Written problem: Please rewrite the rows below as a numbered list, skipping any blank lines. Leave the pictures out of your answer.

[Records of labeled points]
┌──
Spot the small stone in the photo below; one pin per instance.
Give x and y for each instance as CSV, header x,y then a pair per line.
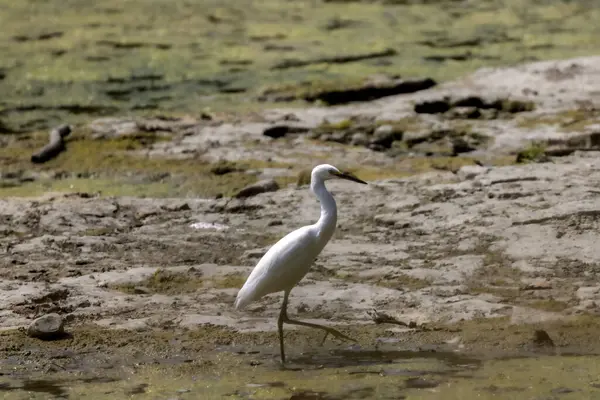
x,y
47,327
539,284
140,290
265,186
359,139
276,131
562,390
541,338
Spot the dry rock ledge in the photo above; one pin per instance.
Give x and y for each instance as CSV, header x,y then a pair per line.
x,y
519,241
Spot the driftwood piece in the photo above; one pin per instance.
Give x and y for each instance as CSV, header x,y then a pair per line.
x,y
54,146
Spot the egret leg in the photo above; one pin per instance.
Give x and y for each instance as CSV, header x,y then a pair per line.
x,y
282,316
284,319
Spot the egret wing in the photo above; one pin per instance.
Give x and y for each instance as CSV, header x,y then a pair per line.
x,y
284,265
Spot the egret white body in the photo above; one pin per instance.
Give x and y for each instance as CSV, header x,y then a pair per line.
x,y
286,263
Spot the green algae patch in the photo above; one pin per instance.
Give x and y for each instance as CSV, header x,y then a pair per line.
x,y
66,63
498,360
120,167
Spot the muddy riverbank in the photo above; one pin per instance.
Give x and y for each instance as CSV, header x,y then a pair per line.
└──
Exercise response:
1. Spot the small stone in the photo below; one pin per instance.
2. Give x and y for each instance as CSV, header x,y then a pair per line.
3. x,y
4. 47,327
5. 539,284
6. 140,290
7. 265,186
8. 359,139
9. 276,131
10. 562,390
11. 541,338
12. Spot the dry rock ledge in the photo above; one pin per instance.
13. Give x and y for each instance as CSV, header x,y then a pair per line.
14. x,y
15. 519,241
16. Spot the driftwood piece in the photo above; one pin per instance.
17. Give x and y for each instance as CSV, header x,y then a pair per line.
18. x,y
19. 54,146
20. Spot the egret leg in the photo above; one pin per instance.
21. Give x and y for each instance as CSV, header x,y then a pair per line.
22. x,y
23. 282,316
24. 284,319
25. Spot the egret wing in the photo above; one pin per instance.
26. Give x and y for each instance as CSV, header x,y then a pair per line.
27. x,y
28. 284,265
29. Spot the egret white body in the photo above; one pin per instance.
30. Give x and y for each instance as CSV, header x,y then a pair per line.
31. x,y
32. 286,263
33. Spot the green algae patch in the photo above; one pin per instance.
34. Give x and y for each instance as CSV, header x,y then a pair per line.
35. x,y
36. 66,63
37. 498,360
38. 120,167
39. Spot the muddy riverbank in the photo above; one pin per instance.
40. Give x and y for each instance as CSV, header x,y then a pair per line.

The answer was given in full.